==== Recorded information ====

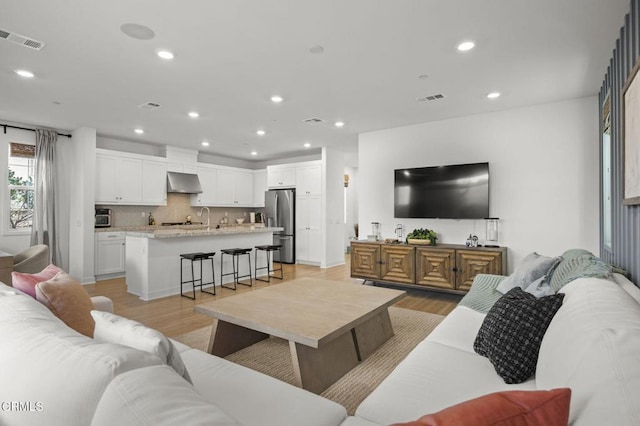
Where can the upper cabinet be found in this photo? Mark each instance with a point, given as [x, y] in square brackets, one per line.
[224, 187]
[154, 182]
[309, 180]
[259, 187]
[281, 176]
[130, 180]
[208, 176]
[235, 188]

====

### Prompt
Edit these lines by replacing "upper cabinet" with "wall cabinet" and changing nothing else. Write out every line, but leave out the pictures.

### Full response
Where can the wall cabinet be found in this photo? Mark each instance with a point, given as [x, y] in square brackets, one per line.
[224, 187]
[154, 182]
[309, 180]
[259, 187]
[281, 176]
[130, 180]
[208, 176]
[235, 188]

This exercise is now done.